**RECORDS TO PROCESS:**
>> BEGIN

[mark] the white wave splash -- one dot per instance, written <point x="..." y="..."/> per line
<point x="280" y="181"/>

>> END
>> BEGIN

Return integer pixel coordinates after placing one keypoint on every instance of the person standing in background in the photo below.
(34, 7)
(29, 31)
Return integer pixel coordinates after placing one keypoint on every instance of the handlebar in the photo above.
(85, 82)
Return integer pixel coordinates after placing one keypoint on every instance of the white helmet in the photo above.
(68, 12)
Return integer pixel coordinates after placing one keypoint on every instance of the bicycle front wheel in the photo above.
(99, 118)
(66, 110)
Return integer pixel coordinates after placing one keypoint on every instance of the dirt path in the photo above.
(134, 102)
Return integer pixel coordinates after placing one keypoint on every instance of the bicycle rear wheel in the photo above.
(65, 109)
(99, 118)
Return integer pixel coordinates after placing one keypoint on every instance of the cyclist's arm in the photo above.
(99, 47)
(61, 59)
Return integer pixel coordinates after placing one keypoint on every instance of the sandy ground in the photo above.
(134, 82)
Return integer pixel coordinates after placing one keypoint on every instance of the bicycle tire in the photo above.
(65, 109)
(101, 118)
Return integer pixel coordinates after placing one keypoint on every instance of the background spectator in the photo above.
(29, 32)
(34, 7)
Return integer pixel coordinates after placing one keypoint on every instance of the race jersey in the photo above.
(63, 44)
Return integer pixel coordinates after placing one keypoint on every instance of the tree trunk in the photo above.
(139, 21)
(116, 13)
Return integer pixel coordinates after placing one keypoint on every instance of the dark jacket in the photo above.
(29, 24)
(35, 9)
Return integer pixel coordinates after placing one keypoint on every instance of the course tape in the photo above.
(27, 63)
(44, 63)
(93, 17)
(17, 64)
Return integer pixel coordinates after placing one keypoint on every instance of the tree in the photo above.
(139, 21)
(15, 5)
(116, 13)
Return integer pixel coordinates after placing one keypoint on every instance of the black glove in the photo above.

>> END
>> BEGIN

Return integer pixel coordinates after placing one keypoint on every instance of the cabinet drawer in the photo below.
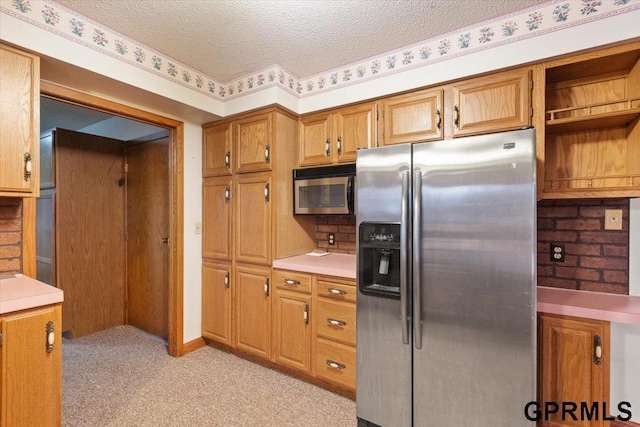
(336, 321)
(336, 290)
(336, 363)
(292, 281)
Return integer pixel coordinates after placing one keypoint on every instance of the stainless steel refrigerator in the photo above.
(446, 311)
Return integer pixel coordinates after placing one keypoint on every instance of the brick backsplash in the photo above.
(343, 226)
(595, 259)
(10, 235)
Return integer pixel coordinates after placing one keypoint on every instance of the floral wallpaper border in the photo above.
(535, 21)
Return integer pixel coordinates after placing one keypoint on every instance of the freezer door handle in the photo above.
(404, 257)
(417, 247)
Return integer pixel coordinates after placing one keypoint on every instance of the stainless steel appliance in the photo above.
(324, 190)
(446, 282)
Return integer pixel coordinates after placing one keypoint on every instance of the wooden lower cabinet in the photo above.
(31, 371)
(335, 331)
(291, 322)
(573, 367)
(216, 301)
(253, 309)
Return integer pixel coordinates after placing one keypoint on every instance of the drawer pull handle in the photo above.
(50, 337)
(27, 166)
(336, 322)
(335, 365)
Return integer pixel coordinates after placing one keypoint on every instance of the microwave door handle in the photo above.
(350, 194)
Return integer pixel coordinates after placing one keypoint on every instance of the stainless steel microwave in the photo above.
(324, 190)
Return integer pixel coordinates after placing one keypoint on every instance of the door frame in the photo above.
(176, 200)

>> END

**WHAT IS ASKED:** Rewrite the data from the line that contains "jersey in the photo above." through the line that contains "glove in the photo above.", replacing "keypoint" with "marker" and leaving everything else unchanged.

**SOLUTION TO THIS PROBLEM:**
Return integer pixel coordinates after placing one marker on every instance of the race jersey in the photo above.
(63, 44)
Return integer pixel coordinates after placing one marker on every instance of the tree trunk in the photo above.
(139, 21)
(116, 13)
Return integer pixel coordinates after placing one marker on every instance of the dark jacket in the photo above.
(29, 24)
(35, 9)
Return integer pixel coordinates after placing one marker on every instance of the course tape in the photo above.
(27, 63)
(44, 63)
(93, 17)
(17, 64)
Return integer pixel coordinates after placing one marker on every instance of the tree in the photo above.
(139, 21)
(15, 5)
(116, 13)
Return integer pixel coordinates after placing one marker on every instance of the black glove in the photo above.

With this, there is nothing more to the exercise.